Questions on the material:
1. In the therapy interview, what does the abbreviation MI stand for?
2. Write out the part of the therapy interview starting with "So I know and" and going on through "old coping mechanisms.".

Yeah, knowing that the goal is that we're not going back to substances, and that we're going to continue to grow. So how do I continue to do that? What path do I need to take to continue to make that happen? What types of therapy or strategies do you use? Is it a lot of talk therapy do tap into different types of like modalities? Yeah, so I take from a whole on abundance of different modalities, some of the main ones that I focus on the most are CBT. So that's cognitive behavioral therapy, focusing on our thoughts, feelings, and behaviors and how they're all intertwined with one another, I use a lot of MI, which is motivational interviewing, I believe it's very important for me not to be offering advice or suggestions, I believe it's more important for people to be coming up themselves, or what's best for them, and me to be helping them along in those decisions not to be making them for them. Um, and then also, I believe in interpersonal therapy, I use that a lot. And that's really focusing on our body language, and what's happening. So someone's like, saying something and rolling their eyes. I'll point at that and say, like, Okay, well, what's happening here?

Kira Yakubov:

So I know and I don't know if this is a common misconception, but is there? Is there a likelihood of like relapse while we're going through this process? Because I imagine, you know, when we try to make a change, or we try to do something different, that has been something that we've leaned on for a while, it's, it's easy and almost predictable to go back to that default, right? Like, even in any therapy, it's we go back to our old coping mechanisms.

Material provided:
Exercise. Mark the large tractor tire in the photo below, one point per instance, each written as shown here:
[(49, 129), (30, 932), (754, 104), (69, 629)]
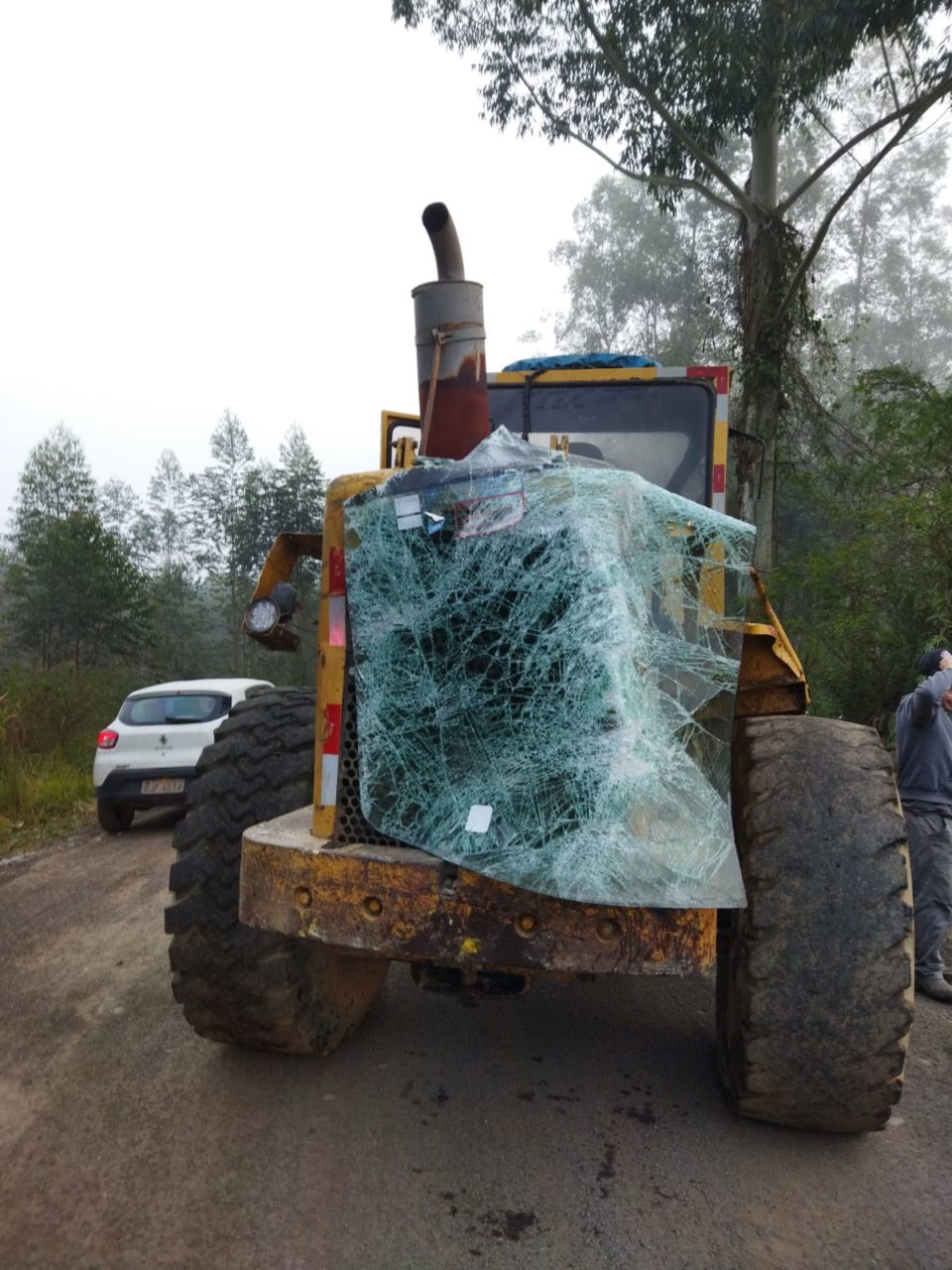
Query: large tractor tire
...
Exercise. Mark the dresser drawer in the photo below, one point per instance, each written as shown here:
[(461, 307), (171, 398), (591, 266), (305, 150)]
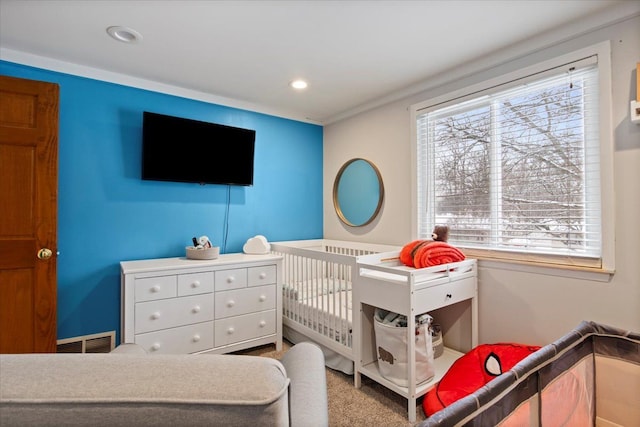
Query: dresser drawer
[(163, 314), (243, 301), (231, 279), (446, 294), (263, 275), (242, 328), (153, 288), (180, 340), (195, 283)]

Answers below:
1. Motivational interviewing

2.
So I know and I don't know if this is a common misconception, but is there? Is there a likelihood of like relapse while we're going through this process? Because I imagine, you know, when we try to make a change, or we try to do something different, that has been something that we've leaned on for a while, it's, it's easy and almost predictable to go back to that default, right? Like, even in any therapy, it's we go back to our old coping mechanisms.